====== Supplied records ======

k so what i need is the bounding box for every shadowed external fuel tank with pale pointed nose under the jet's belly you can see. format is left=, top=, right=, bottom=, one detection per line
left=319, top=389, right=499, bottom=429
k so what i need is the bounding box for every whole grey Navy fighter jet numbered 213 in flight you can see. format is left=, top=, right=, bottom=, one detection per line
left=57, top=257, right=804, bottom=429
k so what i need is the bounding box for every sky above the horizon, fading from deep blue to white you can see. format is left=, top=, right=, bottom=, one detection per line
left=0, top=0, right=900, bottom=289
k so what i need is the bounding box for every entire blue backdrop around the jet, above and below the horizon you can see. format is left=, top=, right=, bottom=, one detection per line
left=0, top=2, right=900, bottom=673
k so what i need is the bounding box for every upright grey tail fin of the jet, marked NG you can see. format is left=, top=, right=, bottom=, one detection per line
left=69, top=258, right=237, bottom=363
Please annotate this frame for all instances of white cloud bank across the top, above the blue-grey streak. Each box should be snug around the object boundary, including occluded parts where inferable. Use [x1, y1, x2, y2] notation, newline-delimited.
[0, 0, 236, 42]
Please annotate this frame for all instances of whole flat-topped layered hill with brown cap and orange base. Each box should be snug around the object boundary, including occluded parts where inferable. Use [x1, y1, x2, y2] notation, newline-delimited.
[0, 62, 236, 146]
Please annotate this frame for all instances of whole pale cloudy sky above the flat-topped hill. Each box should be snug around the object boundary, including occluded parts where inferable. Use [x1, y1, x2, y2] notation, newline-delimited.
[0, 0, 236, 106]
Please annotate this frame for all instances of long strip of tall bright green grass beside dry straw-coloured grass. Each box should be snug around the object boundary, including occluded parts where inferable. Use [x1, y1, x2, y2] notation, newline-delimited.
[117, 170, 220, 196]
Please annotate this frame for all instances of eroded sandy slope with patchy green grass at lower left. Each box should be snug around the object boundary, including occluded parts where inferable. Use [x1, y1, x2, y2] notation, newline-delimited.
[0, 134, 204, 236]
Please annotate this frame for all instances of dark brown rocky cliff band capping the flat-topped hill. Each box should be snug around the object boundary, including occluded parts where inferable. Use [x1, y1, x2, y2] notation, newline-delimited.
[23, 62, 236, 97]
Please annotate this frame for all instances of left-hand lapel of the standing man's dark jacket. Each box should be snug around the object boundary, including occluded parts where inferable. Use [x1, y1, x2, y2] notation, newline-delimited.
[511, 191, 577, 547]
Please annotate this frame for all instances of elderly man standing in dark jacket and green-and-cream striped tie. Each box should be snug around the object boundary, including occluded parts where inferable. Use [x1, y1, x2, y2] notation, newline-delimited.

======

## Assigned task
Reproduce the material in full, keeping every line exactly as given.

## Exercise solution
k so what i need is the bounding box for every shadowed external fuel tank with pale pointed nose under the jet's belly you can see. format is left=, top=, right=, bottom=, one detection per line
left=319, top=389, right=499, bottom=429
k so what i need is the bounding box for every whole grey Navy fighter jet numbered 213 in flight you can see. format is left=, top=, right=, bottom=, one detection per line
left=57, top=257, right=804, bottom=429
k so what i need is the bounding box for every sky above the horizon, fading from deep blue to white you can see. format is left=, top=, right=, bottom=, one detection per line
left=0, top=0, right=900, bottom=289
k so what i need is the bounding box for every entire blue backdrop around the jet, above and below the horizon you can see. format is left=, top=, right=, bottom=, one detection per line
left=0, top=2, right=900, bottom=673
k so what i need is the bounding box for every upright grey tail fin of the jet, marked NG you can see. format is left=, top=, right=, bottom=, one detection per line
left=69, top=258, right=237, bottom=363
Please annotate this frame for all instances of white cloud bank across the top, above the blue-grey streak. Each box should be snug around the object boundary, including occluded parts where inferable. Use [x1, y1, x2, y2] notation, newline-delimited.
[0, 0, 236, 42]
Please annotate this frame for all instances of whole flat-topped layered hill with brown cap and orange base. Each box should be snug around the object boundary, including occluded parts where inferable. Use [x1, y1, x2, y2] notation, newline-delimited.
[0, 62, 236, 146]
Please annotate this frame for all instances of whole pale cloudy sky above the flat-topped hill. Each box should be snug around the object boundary, including occluded parts where inferable. Use [x1, y1, x2, y2] notation, newline-delimited.
[0, 0, 236, 106]
Please annotate this frame for all instances of long strip of tall bright green grass beside dry straw-coloured grass. Each box should be snug around the object boundary, including occluded parts where inferable. Use [x1, y1, x2, y2] notation, newline-delimited.
[117, 170, 220, 196]
Please annotate this frame for all instances of eroded sandy slope with patchy green grass at lower left. Each box should be snug around the object boundary, including occluded parts where inferable. Use [x1, y1, x2, y2] notation, newline-delimited.
[0, 134, 204, 236]
Please annotate this frame for all instances of dark brown rocky cliff band capping the flat-topped hill. Each box should be snug around the object boundary, including occluded parts where inferable. Use [x1, y1, x2, y2] notation, newline-delimited.
[23, 62, 236, 97]
Please annotate this frame for all instances of left-hand lapel of the standing man's dark jacket. Each box should be snug around the object boundary, including occluded parts where inferable. Use [x1, y1, x2, y2] notation, newline-delimited.
[511, 191, 577, 547]
Please annotate this frame for all instances of elderly man standing in dark jacket and green-and-cream striped tie. Each box should be snug around the object boundary, including occluded parts where inferable. Use [x1, y1, x2, y2] notation, newline-delimited.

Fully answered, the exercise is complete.